All major U.S indexes closed in the green on Friday, marking their fifth consecutive week of gains. The Standard and Poor’s 500 rebounded into positive territory for 2016 on Friday, while the Dow Jones Industrial Average, which has enjoyed a six-session rally, gained 2.3% for the week. The sustained recovery in crude oil prices and positive U.S economic data have alienated mounting worries in equity markets about the state of the U.S economy and market conditions. Considering the recent rally in U.S equities, most investors and analysts would expect weakening insider buying and surging insider selling, but just the opposite happened last week. Fresh data reveals that last week’s dollar volume of insider buying more than doubled relative to the previous week, whereas the volume of selling decreased significantly week-over-week. So what can one make of this phenomenon? It is highly likely that corporate insiders have started to believe in the underlying strength of the U.S economy and are attempting to capitalize on the broader market sell-off that occurred earlier this year. The Insider Monkey team processed the majority of Form 4 filings submitted with the SEC on Friday and identified three companies with noteworthy insider buying, so let’s take a look at the recent insider behavior of the three companies in question.
Academic research has shown that certain insider purchases historically outperformed the market by an average of seven percentage points per year. This effect is more pronounced in small-cap stocks. Another exception is the small-cap stock picks of hedge funds. Our research has shown that imitating the 15 most popular small-cap stocks among hedge funds outperformed the market by nearly a percentage point per month between 1999 and 2012 (read more details here).
Let’s begin our discussion with Minerva Neurosciences Inc. (NASDAQ:NERV), which had one member of its Board of Directors purchase a sizable block of shares. Director David J. Kupfer reported purchasing a new stake of 181,488 shares on Thursday at a price of $5.51 per share. Mr. Kupfer was appointed to the company’s Board of Directors in November 2015, so the timing of his purchase may be quite informative for investors (or the Director might have been restricted from buying shares due to a blackout period before the release of the company’s fourth-quarter earnings report).
Minerva Neurosciences Inc. (NASDAQ:NERV) is a clinical-stage biopharmaceutical company that focuses on the development of products for the treatment of patients suffering from central nervous system (CNS) diseases. The company’s portfolio of product candidates includes MIN-101 for the treatment of schizophrenia; MIN-202, co-developed with Janssen Pharmaceutica NV for the treatment of insomnia disorder and adjunctive major depressive disorder, simply known as MDD; MIN-117 for the treatment of MDD; and MIN-301 for the treatment of Parkinson’s disease. Earlier this month, Minerva pleased investors and stock market participants with positive top line results from a Phase Ib clinical trial of MIN-202, the aforementioned selective orexin-2 receptor antagonist designed to treat patients suffering from the major depressive disorder. These results allowed the company to move MIN-202 further in the process of drug development, which will involve a Phase IIb trail in patients suffering from this disease. Nonetheless, investors should be aware that none of Minerva’s product candidates have received FDA approval just yet, so the company is not generating any revenue associated with the sale or licensing of its products. There were four hedge funds in our system with stakes in the biopharmaceutical company at the end of December 2015, compared to three registered at the end of the prior quarter. These four funds amassed 13.40% of the company’s outstanding common stock. James Dondero’s Highland Capital Management reported owning 1.32 million shares of Minerva Neurosciences Inc. (NASDAQ:NERV) in its quarterly 13F for the October-to-December period.

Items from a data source

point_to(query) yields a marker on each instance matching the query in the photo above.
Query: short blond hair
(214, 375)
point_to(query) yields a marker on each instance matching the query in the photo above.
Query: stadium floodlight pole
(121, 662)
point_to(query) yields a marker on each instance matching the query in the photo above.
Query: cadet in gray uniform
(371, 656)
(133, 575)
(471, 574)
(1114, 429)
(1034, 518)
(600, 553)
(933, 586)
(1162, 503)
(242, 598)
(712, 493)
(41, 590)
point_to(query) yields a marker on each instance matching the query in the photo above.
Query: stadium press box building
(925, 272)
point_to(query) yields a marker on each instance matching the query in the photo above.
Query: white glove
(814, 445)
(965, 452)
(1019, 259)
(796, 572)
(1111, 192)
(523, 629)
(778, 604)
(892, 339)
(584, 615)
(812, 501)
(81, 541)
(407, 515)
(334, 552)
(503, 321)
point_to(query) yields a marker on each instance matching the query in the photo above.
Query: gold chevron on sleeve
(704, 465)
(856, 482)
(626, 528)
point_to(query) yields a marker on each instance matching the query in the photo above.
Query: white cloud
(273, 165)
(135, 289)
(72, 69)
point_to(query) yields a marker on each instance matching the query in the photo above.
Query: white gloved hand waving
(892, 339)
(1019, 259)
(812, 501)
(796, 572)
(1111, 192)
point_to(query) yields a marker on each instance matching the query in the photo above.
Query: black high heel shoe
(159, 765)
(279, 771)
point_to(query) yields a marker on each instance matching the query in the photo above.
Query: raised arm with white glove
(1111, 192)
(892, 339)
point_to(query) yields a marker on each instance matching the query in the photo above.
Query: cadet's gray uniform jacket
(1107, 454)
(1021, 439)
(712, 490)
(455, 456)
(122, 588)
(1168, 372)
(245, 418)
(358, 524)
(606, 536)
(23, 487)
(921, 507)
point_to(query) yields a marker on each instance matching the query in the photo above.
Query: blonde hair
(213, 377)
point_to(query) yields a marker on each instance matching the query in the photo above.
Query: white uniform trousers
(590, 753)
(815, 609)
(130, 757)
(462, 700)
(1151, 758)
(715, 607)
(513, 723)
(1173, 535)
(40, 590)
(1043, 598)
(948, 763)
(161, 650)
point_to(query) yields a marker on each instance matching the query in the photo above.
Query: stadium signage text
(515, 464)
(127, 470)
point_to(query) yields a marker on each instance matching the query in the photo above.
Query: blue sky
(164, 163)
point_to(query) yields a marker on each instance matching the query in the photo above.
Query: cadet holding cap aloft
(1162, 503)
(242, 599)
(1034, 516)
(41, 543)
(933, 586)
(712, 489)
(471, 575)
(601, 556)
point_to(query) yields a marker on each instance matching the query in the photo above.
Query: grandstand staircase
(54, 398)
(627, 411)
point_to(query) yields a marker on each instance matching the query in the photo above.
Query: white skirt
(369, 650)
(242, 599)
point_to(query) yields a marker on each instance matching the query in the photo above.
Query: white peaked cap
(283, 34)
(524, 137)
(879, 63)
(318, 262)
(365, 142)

### Work order 1
Condense the paragraph of the article on insider buying that begins "Let's begin our discussion with Minerva Neurosciences" into a shorter paragraph that keeps its main facts.
### Work order 2
List every Minerva product candidate named in the article on insider buying, along with the condition or conditions each one is meant to treat.
### Work order 3
Transcribe the portion of the article on insider buying starting with "Let’s begin our" and going on through "fourth-quarter earnings report).".

### Written reply 1
A member of the Board of Directors of Minerva Neurosciences Inc. (NASDAQ:NERV) bought a sizable block of shares. Director David J. Kupfer reported buying a new stake of 181,488 shares on Thursday at $5.51 per share. He joined the board in November 2015, so his purchase timing may be informative for investors, or he may have been barred from buying during a blackout period before the fourth-quarter earnings report.

### Written reply 2
- MIN-101: schizophrenia
- MIN-202 (co-developed with Janssen Pharmaceutica NV): insomnia disorder and adjunctive major depressive disorder (MDD)
- MIN-117: MDD
- MIN-301: Parkinson's disease

### Written reply 3
Let’s begin our discussion with Minerva Neurosciences Inc. (NASDAQ:NERV), which had one member of its Board of Directors purchase a sizable block of shares. Director David J. Kupfer reported purchasing a new stake of 181,488 shares on Thursday at a price of $5.51 per share. Mr. Kupfer was appointed to the company’s Board of Directors in November 2015, so the timing of his purchase may be quite informative for investors (or the Director might have been restricted from buying shares due to a blackout period before the release of the company’s fourth-quarter earnings report).